- TAREA -
Transcribe literalmente el fragmento del texto sobre Escrivá que va desde «El 26 de agosto, a» hasta «más… ¡Todavía más! (20)», ambos incluidos.

- TEXTO FUENTE -
-*-*-

Sí, realmente, las sorprende: les ha traído a cada una un broche muy bonito de bisutería.

En un aparte con María José y Begoña, les sugiere:

-Éste, como es un poco más bueno, me gustaría que se lo dieseis a Dora, que es la mayor. (18)

Dora es cocinera y hace muchos años que pertenece a la Obra.

Estos detalles de cariño son constantes. Una tarde bastante desapacible, con el cielo nublado y amenazando tormenta, María José le comenta que están esperando a dos chicas de la Obra, que vienen de Milán.

-Pues, con este tiempo, no me gusta que estén en la carretera. En cuanto lleguen esas hijas mías, les dais un café con leche bien caliente, y que se vuelvan enseguida, no vaya a descargarles encima la tormenta. (19)

Ese mismo verano, desde Villa Tevere le comunican que se ha recibido un telegrama de Pablo VI acompañando una medalla de bronce dorado, como muestra de afecto y felicitación por el XXV aniversario de la primera ordenación sacerdotal de profesionales del Opus Dei: los ingenieros Del Portillo, Hernández de Garnica y Múzquiz.

A Escrivá, entre tantas tensiones y malos ratos como le ocasionan la diffidenza y las añagazas de «los buenos… enemigos», ese gesto amable del Papa le sabe dulce como las uvas moscateles. De gratitud, se le saltan las lágrimas. Últimamente, llora mucho, mucho, pero procura que no le vea nadie. Es posible que Álvaro lo sepa, porque escucha sus confidencias. También Javier puede haberle visto llorar, en silencio, mientras le ayuda a celebrar la misa.

El 26 de agosto, a punto ya de irse de Premeno, Javier Echevarría entra en el cuarto de Escrivá. María José y Dora están allí ordenando algo. Al verlas, hace ademán de retirarse. Pero se gira rápido y, parado en el umbral de la puerta, les dice:

-El Padre está sufriendo mucho, por razones que no son del caso. Nosotros conocemos muy poco… Pero os lo digo para que recéis más… ¡Todavía más! (20)

Es cierto que el Padre está sufriendo mucho. Dos años después, en Roma, el 25 de marzo de 1971, en una tertulia de muy pocos, les confesará a sus hijos:

-Ahora me río, incluso a carcajadas, yo solo. Me río, porque tengo presencia de Dios, si no… ¡qué cosas diría! Pero, hace dos años, he llorado mucho. Esas lágrimas, en la misa, no imagináis qué consuelo dan… aunque queman los ojos. Esta serenidad de ahora, como las lágrimas de entonces, son cosa de Dios. (21)

-*-*-

- LISTADO EXTRAÍDO -
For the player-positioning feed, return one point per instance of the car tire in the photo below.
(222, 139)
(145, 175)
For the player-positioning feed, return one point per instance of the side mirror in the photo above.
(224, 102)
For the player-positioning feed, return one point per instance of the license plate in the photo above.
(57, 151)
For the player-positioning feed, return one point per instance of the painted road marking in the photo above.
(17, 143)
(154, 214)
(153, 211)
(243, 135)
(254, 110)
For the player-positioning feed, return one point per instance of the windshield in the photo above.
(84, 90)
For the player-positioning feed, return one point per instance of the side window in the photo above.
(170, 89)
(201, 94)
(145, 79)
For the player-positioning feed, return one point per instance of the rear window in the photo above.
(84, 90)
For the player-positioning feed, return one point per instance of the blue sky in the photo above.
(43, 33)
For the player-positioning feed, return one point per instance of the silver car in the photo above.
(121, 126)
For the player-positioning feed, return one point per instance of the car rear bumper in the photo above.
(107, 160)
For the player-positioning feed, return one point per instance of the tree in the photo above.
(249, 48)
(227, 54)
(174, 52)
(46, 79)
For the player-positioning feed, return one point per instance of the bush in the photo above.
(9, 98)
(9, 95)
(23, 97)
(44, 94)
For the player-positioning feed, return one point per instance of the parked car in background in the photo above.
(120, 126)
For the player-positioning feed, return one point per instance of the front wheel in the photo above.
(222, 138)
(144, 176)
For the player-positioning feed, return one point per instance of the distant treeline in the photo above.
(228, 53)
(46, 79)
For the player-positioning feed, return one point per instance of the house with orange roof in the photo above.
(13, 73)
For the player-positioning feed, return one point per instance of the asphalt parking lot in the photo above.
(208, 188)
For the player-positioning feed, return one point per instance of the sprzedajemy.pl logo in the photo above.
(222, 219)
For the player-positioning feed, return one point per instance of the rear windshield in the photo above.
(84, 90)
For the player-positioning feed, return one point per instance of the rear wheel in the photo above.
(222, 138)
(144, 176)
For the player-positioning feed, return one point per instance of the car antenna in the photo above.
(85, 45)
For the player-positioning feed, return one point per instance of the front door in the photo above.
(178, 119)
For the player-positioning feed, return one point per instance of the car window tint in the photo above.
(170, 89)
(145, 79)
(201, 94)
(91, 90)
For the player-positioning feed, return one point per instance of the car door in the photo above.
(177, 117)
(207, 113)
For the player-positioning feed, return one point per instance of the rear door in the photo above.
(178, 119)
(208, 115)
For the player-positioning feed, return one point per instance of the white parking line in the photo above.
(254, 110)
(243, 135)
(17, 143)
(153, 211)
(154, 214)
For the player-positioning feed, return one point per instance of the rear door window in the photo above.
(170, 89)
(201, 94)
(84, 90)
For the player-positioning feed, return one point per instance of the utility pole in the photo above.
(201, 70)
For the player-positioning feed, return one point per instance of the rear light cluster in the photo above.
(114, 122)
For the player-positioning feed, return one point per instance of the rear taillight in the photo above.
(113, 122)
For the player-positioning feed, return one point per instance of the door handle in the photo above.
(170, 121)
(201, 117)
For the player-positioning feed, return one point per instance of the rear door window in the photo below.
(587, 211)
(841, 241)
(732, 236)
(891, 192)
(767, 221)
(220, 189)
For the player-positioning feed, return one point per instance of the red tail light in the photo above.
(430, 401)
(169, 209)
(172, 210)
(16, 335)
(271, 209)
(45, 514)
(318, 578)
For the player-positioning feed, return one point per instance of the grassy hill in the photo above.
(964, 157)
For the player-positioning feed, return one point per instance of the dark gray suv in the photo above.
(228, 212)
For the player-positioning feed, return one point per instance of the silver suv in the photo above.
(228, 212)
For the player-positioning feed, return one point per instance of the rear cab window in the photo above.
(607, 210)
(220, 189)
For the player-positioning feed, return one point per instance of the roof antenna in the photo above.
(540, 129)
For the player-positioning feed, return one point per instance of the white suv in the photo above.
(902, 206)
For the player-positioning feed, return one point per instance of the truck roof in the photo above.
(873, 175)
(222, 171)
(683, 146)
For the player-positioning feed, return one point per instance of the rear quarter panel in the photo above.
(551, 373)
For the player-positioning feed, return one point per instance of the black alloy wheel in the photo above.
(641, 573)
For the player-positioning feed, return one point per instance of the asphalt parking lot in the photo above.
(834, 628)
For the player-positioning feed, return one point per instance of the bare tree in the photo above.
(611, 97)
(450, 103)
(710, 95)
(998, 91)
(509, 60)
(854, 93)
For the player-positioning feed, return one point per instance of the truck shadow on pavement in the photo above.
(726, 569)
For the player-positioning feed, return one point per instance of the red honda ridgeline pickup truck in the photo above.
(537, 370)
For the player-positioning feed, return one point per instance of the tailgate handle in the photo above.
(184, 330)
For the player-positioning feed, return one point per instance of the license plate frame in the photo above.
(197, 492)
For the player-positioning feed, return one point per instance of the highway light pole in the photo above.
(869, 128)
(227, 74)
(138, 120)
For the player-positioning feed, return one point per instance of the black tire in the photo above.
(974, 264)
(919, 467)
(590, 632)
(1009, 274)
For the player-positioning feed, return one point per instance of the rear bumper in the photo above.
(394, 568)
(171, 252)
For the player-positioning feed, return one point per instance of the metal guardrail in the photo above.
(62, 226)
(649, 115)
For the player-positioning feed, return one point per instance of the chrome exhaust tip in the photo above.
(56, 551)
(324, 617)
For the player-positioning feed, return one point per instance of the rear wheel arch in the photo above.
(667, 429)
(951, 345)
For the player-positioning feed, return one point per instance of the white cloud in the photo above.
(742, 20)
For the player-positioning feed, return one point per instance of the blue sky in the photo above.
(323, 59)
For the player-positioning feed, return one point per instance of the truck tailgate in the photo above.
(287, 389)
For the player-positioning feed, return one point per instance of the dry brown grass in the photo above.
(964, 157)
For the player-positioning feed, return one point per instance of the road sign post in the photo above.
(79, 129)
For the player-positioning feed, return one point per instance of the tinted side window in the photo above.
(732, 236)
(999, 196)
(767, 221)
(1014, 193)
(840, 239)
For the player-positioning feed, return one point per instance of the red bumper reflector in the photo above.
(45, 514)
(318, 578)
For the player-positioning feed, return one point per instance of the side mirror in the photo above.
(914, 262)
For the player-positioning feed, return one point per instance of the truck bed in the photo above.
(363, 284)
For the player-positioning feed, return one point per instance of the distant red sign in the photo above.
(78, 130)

-*-*-

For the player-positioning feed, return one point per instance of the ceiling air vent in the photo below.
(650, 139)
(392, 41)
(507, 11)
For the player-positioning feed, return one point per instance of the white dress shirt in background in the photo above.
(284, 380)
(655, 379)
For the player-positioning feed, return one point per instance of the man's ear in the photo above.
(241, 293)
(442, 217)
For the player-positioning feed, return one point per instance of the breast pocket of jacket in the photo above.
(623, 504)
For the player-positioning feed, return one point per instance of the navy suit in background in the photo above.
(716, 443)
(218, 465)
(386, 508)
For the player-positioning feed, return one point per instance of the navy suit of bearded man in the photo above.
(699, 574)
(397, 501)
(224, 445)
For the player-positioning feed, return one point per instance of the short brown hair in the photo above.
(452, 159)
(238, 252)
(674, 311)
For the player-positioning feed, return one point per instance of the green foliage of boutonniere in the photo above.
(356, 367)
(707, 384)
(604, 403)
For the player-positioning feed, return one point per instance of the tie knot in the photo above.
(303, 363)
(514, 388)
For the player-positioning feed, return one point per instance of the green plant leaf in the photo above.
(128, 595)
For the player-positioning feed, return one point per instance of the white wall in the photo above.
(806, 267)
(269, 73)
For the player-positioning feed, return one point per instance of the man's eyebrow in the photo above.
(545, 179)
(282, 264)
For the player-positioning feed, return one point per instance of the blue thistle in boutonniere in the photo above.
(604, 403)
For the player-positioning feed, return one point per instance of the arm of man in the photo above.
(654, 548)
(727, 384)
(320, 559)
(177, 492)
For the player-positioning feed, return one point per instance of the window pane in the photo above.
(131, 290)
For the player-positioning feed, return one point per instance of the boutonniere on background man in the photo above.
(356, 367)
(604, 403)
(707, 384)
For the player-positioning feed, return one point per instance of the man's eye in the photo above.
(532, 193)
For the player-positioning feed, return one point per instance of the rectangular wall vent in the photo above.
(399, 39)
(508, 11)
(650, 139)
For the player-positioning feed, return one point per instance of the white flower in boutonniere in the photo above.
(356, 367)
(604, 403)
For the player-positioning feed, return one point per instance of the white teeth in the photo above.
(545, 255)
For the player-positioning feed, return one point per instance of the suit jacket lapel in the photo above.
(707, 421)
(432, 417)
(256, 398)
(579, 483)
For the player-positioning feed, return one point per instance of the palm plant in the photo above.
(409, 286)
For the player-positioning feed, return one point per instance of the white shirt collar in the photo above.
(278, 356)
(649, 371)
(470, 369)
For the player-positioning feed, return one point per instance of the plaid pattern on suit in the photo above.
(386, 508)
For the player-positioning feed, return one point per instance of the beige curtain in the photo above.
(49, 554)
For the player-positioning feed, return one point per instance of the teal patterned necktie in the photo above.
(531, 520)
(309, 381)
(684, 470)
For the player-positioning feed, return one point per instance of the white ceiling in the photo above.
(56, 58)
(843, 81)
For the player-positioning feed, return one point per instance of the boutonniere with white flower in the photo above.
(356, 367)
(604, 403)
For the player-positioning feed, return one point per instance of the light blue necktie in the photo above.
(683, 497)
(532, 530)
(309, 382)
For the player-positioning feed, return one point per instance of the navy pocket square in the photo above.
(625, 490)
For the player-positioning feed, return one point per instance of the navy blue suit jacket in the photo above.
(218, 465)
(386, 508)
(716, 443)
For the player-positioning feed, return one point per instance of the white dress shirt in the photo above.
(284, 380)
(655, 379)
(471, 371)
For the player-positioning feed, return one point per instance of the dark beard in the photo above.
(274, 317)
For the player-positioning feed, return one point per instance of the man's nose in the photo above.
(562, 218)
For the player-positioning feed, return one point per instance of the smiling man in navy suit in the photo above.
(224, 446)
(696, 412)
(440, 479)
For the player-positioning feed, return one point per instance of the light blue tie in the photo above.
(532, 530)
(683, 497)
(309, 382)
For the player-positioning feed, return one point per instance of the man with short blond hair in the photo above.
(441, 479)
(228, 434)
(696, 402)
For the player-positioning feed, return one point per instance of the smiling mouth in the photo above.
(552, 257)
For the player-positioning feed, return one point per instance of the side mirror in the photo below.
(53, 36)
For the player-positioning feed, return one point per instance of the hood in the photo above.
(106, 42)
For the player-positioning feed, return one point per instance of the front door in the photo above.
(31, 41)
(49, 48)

-*-*-

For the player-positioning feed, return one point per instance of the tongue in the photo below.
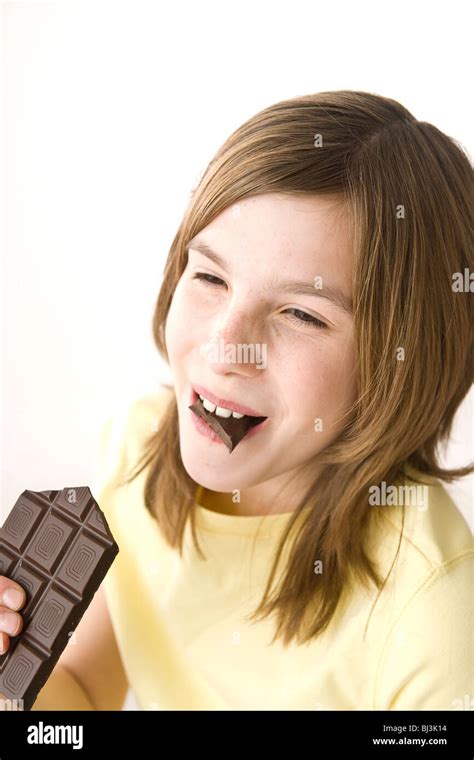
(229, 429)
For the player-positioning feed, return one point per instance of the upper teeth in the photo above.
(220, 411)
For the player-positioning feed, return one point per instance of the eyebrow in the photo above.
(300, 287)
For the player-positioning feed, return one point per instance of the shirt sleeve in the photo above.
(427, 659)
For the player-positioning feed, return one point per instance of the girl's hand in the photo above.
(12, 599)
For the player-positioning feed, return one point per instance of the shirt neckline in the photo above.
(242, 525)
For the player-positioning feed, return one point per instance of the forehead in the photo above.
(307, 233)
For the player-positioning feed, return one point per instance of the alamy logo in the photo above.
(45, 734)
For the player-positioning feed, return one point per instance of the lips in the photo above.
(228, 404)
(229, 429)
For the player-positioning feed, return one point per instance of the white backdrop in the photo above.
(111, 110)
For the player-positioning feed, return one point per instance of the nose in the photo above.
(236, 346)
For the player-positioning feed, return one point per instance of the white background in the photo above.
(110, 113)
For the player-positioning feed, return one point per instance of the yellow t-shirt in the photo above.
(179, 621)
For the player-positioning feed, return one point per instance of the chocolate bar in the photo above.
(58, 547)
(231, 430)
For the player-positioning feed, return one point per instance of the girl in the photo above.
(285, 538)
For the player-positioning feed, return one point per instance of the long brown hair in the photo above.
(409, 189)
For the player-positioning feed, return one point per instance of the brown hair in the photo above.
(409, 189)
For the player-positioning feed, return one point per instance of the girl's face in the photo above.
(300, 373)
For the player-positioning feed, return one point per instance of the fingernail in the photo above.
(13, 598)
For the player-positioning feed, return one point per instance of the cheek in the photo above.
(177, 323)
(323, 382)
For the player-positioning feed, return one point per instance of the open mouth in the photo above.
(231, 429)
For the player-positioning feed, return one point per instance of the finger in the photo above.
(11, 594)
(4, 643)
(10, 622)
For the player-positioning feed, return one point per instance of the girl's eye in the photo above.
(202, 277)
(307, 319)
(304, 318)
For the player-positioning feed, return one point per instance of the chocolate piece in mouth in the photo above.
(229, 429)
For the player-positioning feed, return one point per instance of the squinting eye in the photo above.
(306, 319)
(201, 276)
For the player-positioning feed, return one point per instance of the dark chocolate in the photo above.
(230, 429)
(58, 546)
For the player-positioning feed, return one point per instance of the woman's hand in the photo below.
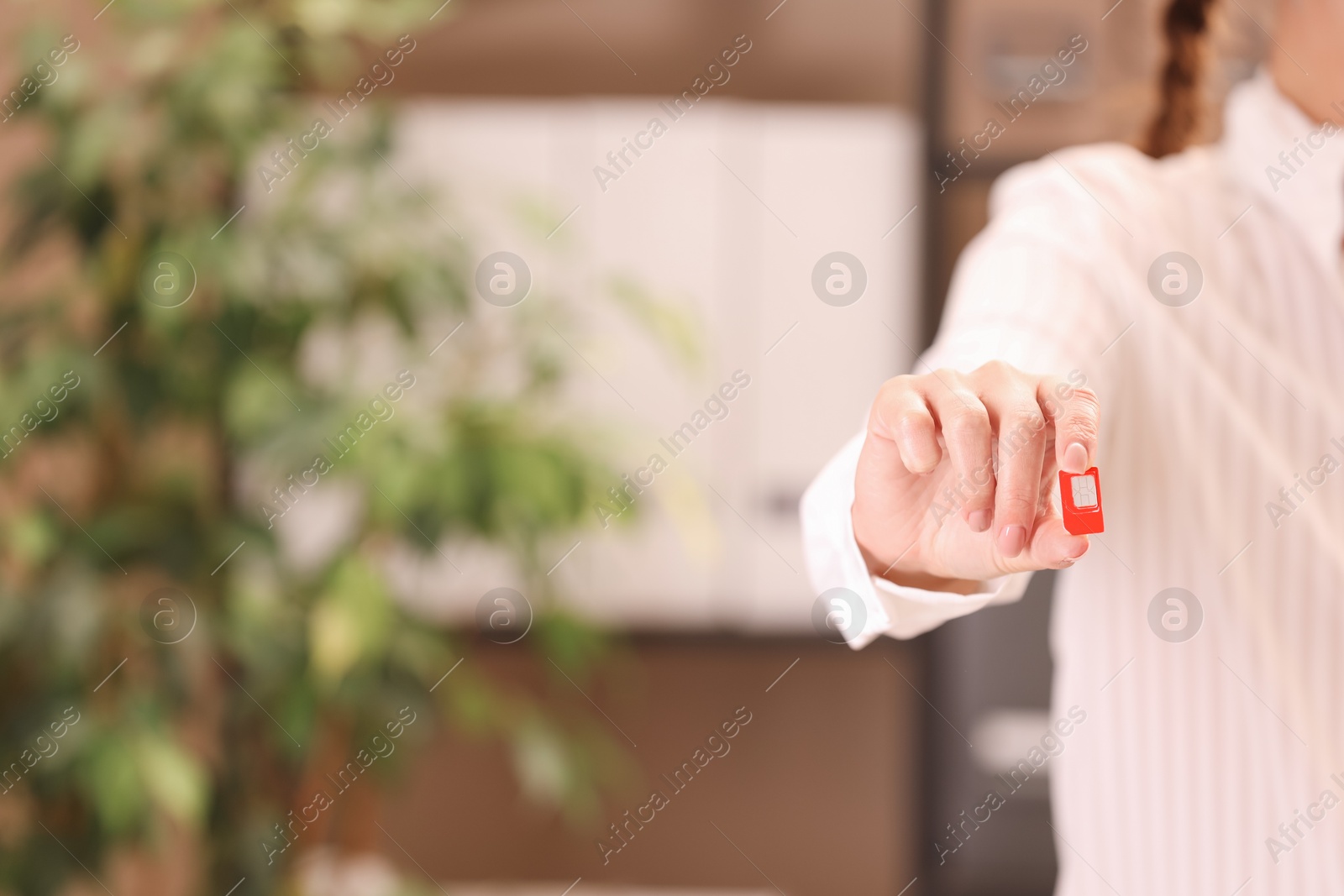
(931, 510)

-*-*-

- RESPUESTA -
El 26 de agosto, a punto ya de irse de Premeno, Javier Echevarría entra en el cuarto de Escrivá. María José y Dora están allí ordenando algo. Al verlas, hace ademán de retirarse. Pero se gira rápido y, parado en el umbral de la puerta, les dice:

-El Padre está sufriendo mucho, por razones que no son del caso. Nosotros conocemos muy poco… Pero os lo digo para que recéis más… ¡Todavía más! (20)